Extracted data entries
>> Begin
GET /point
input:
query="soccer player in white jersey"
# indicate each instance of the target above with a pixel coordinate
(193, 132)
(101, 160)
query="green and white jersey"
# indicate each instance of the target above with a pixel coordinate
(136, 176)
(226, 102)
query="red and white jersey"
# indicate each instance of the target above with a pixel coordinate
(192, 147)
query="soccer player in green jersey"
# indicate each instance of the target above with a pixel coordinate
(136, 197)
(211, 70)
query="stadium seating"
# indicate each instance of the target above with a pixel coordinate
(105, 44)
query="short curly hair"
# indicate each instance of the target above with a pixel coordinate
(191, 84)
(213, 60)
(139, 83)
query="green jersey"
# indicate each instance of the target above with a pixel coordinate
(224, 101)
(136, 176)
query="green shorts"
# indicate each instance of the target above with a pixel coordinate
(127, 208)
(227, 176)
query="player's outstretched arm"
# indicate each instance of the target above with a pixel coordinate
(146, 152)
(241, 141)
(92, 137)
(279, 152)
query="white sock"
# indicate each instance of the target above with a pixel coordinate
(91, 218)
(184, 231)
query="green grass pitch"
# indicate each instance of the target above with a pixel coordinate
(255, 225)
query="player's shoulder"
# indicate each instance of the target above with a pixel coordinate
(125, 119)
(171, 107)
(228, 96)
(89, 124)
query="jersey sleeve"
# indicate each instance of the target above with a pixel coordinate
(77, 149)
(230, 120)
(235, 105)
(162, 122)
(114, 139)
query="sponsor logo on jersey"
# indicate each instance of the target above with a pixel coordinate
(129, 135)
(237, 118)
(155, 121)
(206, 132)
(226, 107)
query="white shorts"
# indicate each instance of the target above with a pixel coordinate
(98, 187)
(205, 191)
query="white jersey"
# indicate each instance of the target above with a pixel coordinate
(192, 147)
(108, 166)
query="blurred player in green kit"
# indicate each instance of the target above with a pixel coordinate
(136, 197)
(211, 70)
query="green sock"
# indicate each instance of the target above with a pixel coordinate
>> End
## What is needed
All of the entries above need to be reproduced exactly.

## Result below
GET /point
input:
query="soccer player in white jersey"
# indicate each instance of the target above with a pixel coordinate
(193, 132)
(101, 160)
query="green and white jersey"
# indicate each instance of the target above with a pixel coordinate
(136, 176)
(226, 102)
query="red and white jersey"
# indicate each instance of the target above with a pixel coordinate
(192, 147)
query="soccer player in green jersey"
# indicate each instance of the target above with a pixel coordinate
(136, 197)
(211, 70)
query="stadium seating"
# indicate each instance of the target above with a pixel coordinate
(105, 44)
query="short curly hair"
# indicate each instance of the target above with a pixel coordinate
(191, 84)
(213, 60)
(139, 83)
query="green jersey"
# indicate each instance of the target above with a pixel coordinate
(224, 101)
(136, 176)
query="green shorts"
# indicate each instance of the target above with a pixel coordinate
(127, 208)
(227, 176)
query="player's outstretched arm"
# indicate each instance of the target above with a pixel coordinate
(146, 152)
(241, 141)
(92, 137)
(279, 152)
query="white sock"
# indicate each instance of the target above with a pixel coordinate
(91, 218)
(184, 231)
query="green grass pitch"
# indicate each instance of the target above with a pixel coordinate
(255, 225)
query="player's shoulder"
# indicate each instance of the target above with a pixel coordinate
(125, 119)
(171, 107)
(228, 96)
(89, 124)
query="jersey sleeve"
# indicate each instance of the target above with a pixel coordinate
(77, 149)
(230, 120)
(235, 105)
(162, 122)
(114, 139)
query="sponsor logo on jersey"
# indicate each instance of the target above with a pixel coordinate
(129, 135)
(237, 118)
(155, 121)
(206, 132)
(226, 107)
query="white shorts"
# indicate each instance of the target above with a pixel coordinate
(98, 187)
(205, 191)
query="white jersey"
# indicate each instance of the target above with a pixel coordinate
(192, 147)
(108, 166)
query="blurred player in green kit"
# indicate each instance of the target above with a pixel coordinate
(136, 197)
(211, 70)
query="green sock"
# indicate each instance of the target above with a pixel coordinate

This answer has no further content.